### Work to do
Retype each of the entries below word for word, omitting the pictures.

### Records for this task
────────

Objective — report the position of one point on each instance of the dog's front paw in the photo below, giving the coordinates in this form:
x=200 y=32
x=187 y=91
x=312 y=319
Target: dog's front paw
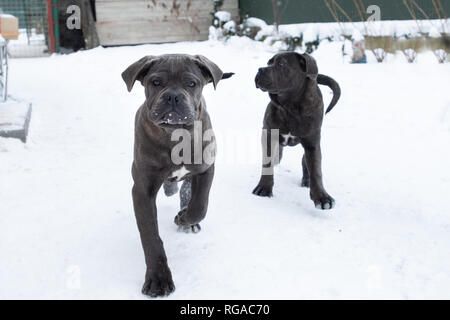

────────

### Solution for this exercise
Objective — report the position of one point on each instance of the dog's front paw in the photo below, giving the coordinates in this form:
x=200 y=32
x=187 y=91
x=312 y=319
Target: dog's front paw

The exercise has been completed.